======== Data provided
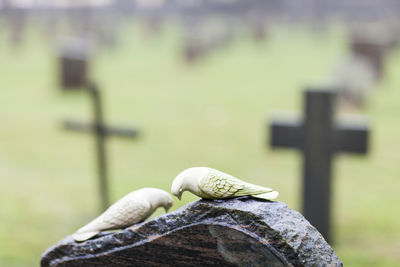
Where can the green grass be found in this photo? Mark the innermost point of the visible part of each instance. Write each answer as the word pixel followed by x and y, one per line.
pixel 213 113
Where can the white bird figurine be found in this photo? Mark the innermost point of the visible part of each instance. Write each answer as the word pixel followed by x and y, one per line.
pixel 132 208
pixel 213 184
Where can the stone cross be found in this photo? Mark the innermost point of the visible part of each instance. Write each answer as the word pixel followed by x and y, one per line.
pixel 73 76
pixel 319 138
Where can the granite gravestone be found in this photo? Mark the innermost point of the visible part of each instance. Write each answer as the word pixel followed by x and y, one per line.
pixel 319 138
pixel 237 232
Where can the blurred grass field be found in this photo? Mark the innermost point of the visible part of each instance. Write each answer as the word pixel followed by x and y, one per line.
pixel 213 113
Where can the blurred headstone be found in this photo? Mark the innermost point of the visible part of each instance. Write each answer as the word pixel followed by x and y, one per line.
pixel 319 138
pixel 235 232
pixel 74 66
pixel 372 46
pixel 354 77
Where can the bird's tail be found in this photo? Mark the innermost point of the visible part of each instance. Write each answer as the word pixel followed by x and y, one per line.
pixel 268 196
pixel 84 235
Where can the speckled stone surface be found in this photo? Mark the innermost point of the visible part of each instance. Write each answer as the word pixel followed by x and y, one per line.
pixel 237 232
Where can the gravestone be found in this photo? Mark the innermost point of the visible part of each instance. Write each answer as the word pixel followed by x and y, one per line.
pixel 371 47
pixel 318 138
pixel 74 57
pixel 237 232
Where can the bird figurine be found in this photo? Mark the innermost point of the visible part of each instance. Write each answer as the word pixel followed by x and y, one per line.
pixel 213 184
pixel 132 208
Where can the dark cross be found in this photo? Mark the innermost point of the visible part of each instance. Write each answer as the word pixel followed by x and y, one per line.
pixel 319 138
pixel 73 76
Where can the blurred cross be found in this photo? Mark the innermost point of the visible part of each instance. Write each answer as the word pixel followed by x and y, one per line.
pixel 318 137
pixel 74 77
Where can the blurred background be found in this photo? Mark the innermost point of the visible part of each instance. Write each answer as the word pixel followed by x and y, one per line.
pixel 200 81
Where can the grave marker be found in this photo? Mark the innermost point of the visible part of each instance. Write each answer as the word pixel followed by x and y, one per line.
pixel 74 77
pixel 236 232
pixel 319 138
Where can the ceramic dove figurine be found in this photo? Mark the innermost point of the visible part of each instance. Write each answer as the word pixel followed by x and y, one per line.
pixel 213 184
pixel 132 208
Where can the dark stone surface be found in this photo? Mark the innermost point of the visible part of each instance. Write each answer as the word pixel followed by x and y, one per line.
pixel 237 232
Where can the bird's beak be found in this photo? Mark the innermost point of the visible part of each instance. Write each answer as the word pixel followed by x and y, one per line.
pixel 179 196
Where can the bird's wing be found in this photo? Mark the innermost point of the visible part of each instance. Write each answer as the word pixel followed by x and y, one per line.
pixel 125 212
pixel 215 185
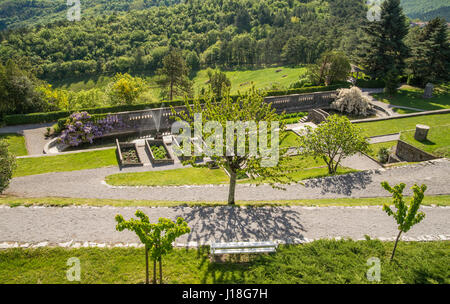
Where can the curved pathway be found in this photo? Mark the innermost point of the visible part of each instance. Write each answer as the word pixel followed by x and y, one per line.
pixel 90 184
pixel 90 226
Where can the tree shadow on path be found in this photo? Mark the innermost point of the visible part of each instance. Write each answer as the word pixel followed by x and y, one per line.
pixel 342 184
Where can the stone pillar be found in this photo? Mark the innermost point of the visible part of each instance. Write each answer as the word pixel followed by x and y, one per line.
pixel 428 92
pixel 421 132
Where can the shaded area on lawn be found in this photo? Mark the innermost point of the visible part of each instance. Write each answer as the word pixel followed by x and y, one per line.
pixel 334 262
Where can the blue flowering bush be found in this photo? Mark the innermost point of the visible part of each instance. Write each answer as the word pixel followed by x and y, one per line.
pixel 81 128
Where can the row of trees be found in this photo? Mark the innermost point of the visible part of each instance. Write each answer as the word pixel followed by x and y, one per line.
================
**What the exercise asks:** All of the entries above should be copied exactly, except for the pictures.

**Problem solution:**
Where can the green grass be found in this photo? Mark the innermost point of the visible part of each instance. Write each answer as the word pixel followed by x and y, one per line.
pixel 213 113
Where can the white bird figurine be found in this photo? Mark the innermost point of the visible part of each instance. Write each answer as the word pixel followed by x and y, one per line.
pixel 132 208
pixel 213 184
Where can the stone cross be found in this photo? Mark the innermost point of the visible part of each instance. Write each answer as the word pixel followed by x and y, one per line.
pixel 73 76
pixel 319 138
Where can the granite gravestone be found in this photo? Mark the innermost point of the visible part of each instance. Write each answer as the word pixel followed by x and y, one per line.
pixel 319 138
pixel 237 232
Where can the blurred grass field be found in this photo? Mark the innermost point of the visible part of each instance. Write each answer as the word pixel followed by x and y, one per line.
pixel 213 113
Where can the blurred headstone be found in this photo? Mark the innermost point of the visible part of each instance. Write each answer as the word pixel followed by x and y, one per line.
pixel 319 138
pixel 235 232
pixel 74 66
pixel 372 46
pixel 354 77
Where can the bird's tail be found in this photo? Mark the innermost point of the visible part of each instance. Write each answer as the word pixel followed by x and y, one per line.
pixel 268 196
pixel 84 235
Where can the speckled stone surface be found in this photo? Mark the innermost point of the visible part of each instance. Write each answer as the word pixel followed by x and y, one per line.
pixel 237 232
Where can the gravestone be found in this photo? Mark the innermost point of the visible part of each instance. Write each answer as the word pixel followed by x and y, one per line.
pixel 371 47
pixel 318 138
pixel 74 57
pixel 237 232
Where can the bird figurine be found in this photo? Mark the innermost point of the visible part of each instance. Write each answer as the word pixel followed by x and y, one per line.
pixel 213 184
pixel 132 208
Where can the dark cross be found in this photo? Mark the innermost point of the visible part of each instance. Write each answer as the word pixel followed by x and y, one per line.
pixel 319 138
pixel 73 76
Where can the blurred cross be found in this photo? Mark the innermost point of the visible part of each instance. Write each answer as the word pixel followed by x and y, one per line.
pixel 318 137
pixel 74 77
Where can the blurred background be found in this photo? Mark the innermost point of the visible part of each instance. Write each answer as the word pixel followed by x and y, one per line.
pixel 200 81
Where can the grave marker be found in this photo? Mark the innermost point of the visible part of each instance. Write each answer as the word pixel followed by x and y, one per line.
pixel 74 77
pixel 236 232
pixel 319 138
Where can the ceramic dove figurine be found in this photo? Mark the innermost point of the visible part of each instance. Write each answer as the word pixel followed by x and y, one per line.
pixel 213 184
pixel 132 208
Where can the dark stone surface be found in this photo? Mark the innermost point of the visible part of each instance. Write each answer as the word pixel followed by x and y, one per line.
pixel 237 232
Where can the bird's beak be found in this photo? Mark the innermost point of the visible part of each instance. Write each answer as the word pixel followed by x and y, one per line.
pixel 179 196
Where can the bird's wing be found in this photo? Mark the innermost point of the visible part of each instance. Write each answer as the word pixel followed by x and y, one per line.
pixel 125 212
pixel 215 185
Where can the curved pathway be found in this photo? Mark the innermost point of the visible part of each instance. Write each answer as the word pixel followed by x and y, one per line.
pixel 90 184
pixel 90 226
Where can the tree shadow on path be found in this photo? Mark the innermost point of the visible part of each instance. Write each answer as the word pixel followed by x and y, one per line.
pixel 342 184
Where can the stone pillar be found in this photo? Mark the innermost point of the visible part of each instance. Write each answer as the word pixel followed by x and y, one per line.
pixel 428 92
pixel 421 132
Where can the shaded area on lawn be found in this photo? Mark the innermost point of the visible part of each instance. Write each answer as the word pixel followed by x and y, one per line.
pixel 334 262
Where can the blue flowering bush be found in this photo? Mark the innermost point of the visible part of each instance. Write each answer as the word pixel followed by x and y, one per line.
pixel 81 128
Where can the row of trees be found in this photo? Mark the innermost point of the visible part of each instance. Write each answer as the word pixel followed by x and y, one per line.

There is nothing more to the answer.